— Selected extract —
** begin **
While now beginning a long prison term for an act of extreme domestic violence that left his estranged wife lucky to survive, Pearse McAuley (50) became notorious for his terrorist activities.
While never convicted of murder, the former Provisional IRA man was a member of the gang that killed Det Garda Jerry McCabe in a botched armed raid in 1996.
Det McCabe was shot dead and his partner Det Garda Ben O'Sullivan left wounded and critically ill when an IRA gang opened fire on their car as they were providing an armed escort for a van delivering money to a post office in Adare, Co Limerick, on June 7th, 1996.
The killing, in which AK 47s were used, occurred just four months after the breakdown of the first IRA ceasefire.
McAuley, originally from Strabane, was convicted before the Special Criminal Court in 1999 of Det McCabe's manslaughter along with Limerick men Jeremiah Sheehy, Michael O'Neill and Kevin Walsh.
** end **
Dataset items
** begin **
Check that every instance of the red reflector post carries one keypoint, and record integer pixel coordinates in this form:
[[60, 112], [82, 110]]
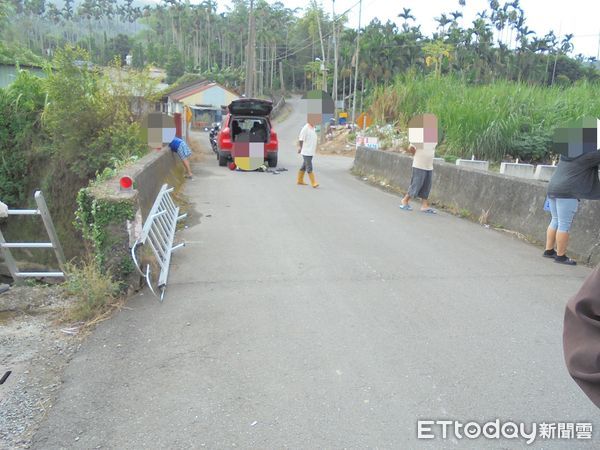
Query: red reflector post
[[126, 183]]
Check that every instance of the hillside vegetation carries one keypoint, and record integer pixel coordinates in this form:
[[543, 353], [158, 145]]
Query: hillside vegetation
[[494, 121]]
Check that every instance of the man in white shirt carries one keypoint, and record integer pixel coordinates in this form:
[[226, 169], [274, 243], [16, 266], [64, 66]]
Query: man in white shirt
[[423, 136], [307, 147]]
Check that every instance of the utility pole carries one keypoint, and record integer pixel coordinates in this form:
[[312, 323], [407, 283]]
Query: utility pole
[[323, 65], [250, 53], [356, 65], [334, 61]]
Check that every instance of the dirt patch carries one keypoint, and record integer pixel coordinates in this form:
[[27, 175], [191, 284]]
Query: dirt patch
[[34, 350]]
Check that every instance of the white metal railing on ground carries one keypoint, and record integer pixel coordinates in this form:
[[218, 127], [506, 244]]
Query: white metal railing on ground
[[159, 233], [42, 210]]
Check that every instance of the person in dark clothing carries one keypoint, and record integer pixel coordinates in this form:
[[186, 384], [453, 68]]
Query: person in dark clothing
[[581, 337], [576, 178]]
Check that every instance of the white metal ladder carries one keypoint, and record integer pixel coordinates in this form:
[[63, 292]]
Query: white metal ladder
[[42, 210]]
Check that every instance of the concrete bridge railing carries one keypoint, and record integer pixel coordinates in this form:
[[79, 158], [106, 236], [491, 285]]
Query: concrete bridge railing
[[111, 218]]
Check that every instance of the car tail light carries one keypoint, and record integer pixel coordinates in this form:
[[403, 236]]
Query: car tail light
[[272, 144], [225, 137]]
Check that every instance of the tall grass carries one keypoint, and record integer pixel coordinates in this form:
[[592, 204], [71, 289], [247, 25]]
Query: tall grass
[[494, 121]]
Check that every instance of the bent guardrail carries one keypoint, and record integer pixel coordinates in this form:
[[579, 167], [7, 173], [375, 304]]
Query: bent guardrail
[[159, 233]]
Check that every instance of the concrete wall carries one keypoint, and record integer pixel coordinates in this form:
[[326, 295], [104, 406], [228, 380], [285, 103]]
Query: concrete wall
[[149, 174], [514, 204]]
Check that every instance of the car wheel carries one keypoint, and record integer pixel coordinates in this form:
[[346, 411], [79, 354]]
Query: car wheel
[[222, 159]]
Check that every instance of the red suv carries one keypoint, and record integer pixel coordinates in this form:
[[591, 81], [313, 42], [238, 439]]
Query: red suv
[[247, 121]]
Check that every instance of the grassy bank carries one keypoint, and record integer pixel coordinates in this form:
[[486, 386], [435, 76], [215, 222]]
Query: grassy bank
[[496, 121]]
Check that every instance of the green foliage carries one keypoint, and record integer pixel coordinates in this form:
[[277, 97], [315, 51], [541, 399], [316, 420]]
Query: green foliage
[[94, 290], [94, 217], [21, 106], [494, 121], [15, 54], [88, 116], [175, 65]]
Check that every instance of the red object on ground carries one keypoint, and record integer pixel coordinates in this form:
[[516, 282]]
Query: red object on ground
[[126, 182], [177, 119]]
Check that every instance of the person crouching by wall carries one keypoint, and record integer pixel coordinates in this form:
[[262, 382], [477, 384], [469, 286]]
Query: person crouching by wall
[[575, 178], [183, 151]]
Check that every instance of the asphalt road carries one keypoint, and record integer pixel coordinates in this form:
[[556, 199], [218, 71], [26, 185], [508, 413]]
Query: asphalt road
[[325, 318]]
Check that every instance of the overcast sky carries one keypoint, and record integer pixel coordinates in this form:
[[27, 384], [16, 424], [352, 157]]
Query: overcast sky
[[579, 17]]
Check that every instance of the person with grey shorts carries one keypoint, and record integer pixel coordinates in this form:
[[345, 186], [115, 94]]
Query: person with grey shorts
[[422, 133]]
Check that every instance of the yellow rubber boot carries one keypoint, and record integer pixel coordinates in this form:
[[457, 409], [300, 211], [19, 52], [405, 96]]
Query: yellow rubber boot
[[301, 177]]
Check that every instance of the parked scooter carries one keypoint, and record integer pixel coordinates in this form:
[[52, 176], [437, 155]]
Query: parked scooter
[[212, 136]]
** end **
— Short exercise 1 —
Answer these from the passage on Pearse McAuley:
(a) What age does it give for McAuley?
(b) In what town was the post office that the van was delivering money to?
(c) Before which court was McAuley convicted in 1999?
— Short exercise 2 —
From the passage on Pearse McAuley, name every man convicted in 1999 of Det McCabe's manslaughter.
The records have no connection to the text.

— Exercise answer 1 —
(a) 50
(b) Adare, Co Limerick
(c) The Special Criminal Court

— Exercise answer 2 —
Pearse McAuley, Jeremiah Sheehy, Michael O'Neill, Kevin Walsh